• _Record excerpts_
● ● ● ● ● ● ●

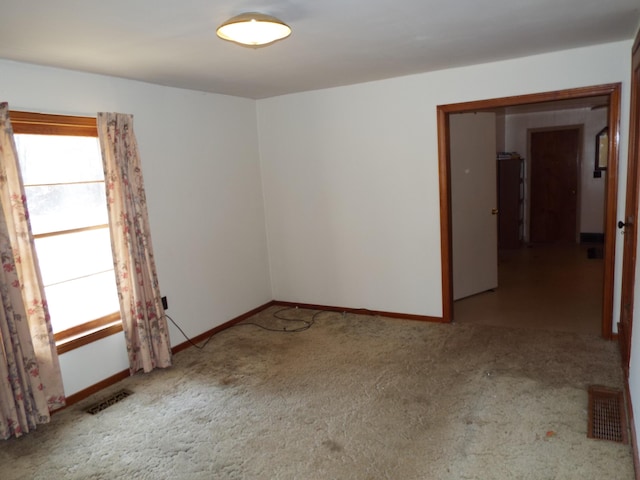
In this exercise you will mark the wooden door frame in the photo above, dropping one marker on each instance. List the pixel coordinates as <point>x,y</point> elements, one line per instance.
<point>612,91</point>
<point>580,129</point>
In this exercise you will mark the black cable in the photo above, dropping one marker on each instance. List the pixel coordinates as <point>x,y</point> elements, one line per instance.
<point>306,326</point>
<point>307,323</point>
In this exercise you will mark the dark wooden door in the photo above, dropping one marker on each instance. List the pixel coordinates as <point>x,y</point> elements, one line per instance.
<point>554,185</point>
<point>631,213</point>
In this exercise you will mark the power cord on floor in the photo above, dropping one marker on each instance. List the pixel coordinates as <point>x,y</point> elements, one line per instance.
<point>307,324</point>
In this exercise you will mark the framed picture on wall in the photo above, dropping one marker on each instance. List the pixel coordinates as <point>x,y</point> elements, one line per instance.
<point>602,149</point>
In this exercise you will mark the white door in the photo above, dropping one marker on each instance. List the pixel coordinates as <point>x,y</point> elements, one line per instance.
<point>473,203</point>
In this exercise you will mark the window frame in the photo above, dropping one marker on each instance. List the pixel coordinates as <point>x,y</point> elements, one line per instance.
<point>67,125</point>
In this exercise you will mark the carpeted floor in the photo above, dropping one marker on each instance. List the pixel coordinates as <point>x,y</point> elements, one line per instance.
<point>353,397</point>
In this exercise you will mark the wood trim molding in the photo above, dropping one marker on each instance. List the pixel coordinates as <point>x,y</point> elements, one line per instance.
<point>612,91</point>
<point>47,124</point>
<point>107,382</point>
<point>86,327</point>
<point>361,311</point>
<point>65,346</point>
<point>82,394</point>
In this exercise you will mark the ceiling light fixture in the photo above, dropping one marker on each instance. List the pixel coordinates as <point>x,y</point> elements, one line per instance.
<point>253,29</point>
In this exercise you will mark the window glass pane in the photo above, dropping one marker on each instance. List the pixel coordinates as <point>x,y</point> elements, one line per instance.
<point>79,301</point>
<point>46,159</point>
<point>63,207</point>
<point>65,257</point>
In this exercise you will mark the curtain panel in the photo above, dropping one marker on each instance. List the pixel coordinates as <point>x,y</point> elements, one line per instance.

● ● ● ● ● ● ●

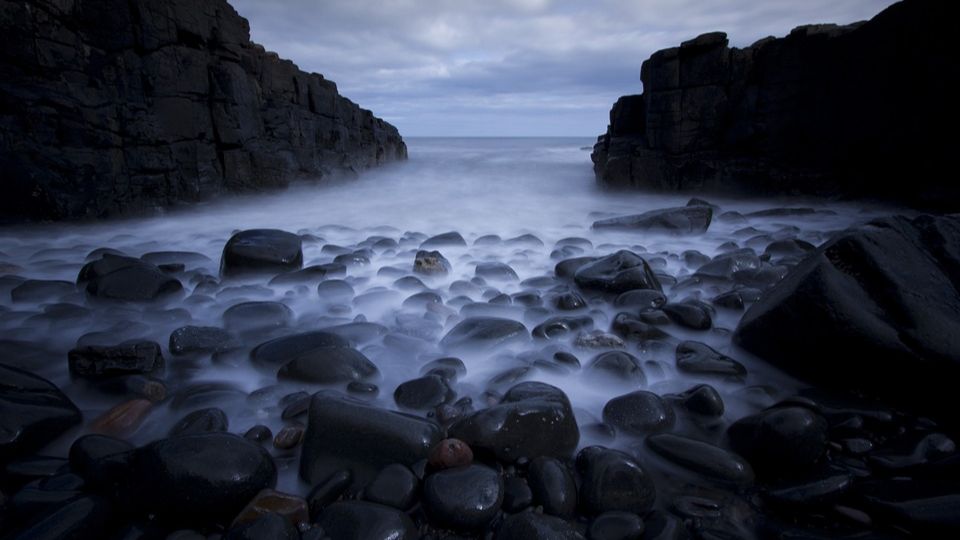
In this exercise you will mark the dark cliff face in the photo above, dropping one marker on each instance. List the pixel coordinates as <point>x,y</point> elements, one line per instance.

● ● ● ● ● ● ●

• _What to work on_
Retype only the stretch of lines above starting at the one with "In this exercise you will mark the wood trim" and stopping at the one with "In this exercise you will mark the curtain", exactly as written, with both kept.

• _Solution_
In this exercise you will mark the wood trim molding in the photo above, dropping one marker on each instance. List the pixel coordinates as <point>x,y</point> elements, one line per instance.
<point>612,91</point>
<point>47,124</point>
<point>107,382</point>
<point>86,327</point>
<point>361,311</point>
<point>65,346</point>
<point>82,394</point>
In this exercise you will mark the ceiling light fixture in the photo above, dropping one marker on each instance. List the pixel coordinates as <point>x,y</point> elements, one line per instance.
<point>253,29</point>
In this exercise you will mark the window glass pane in the photo above, dropping one marker on each instance. List the pixel coordinates as <point>x,y</point> elements, one line per instance.
<point>79,301</point>
<point>46,159</point>
<point>63,207</point>
<point>65,257</point>
In this exercise you will mark the curtain panel in the photo above, dropping one marker on each instance. List the pixel coordinates as <point>x,y</point> elements, one line per instance.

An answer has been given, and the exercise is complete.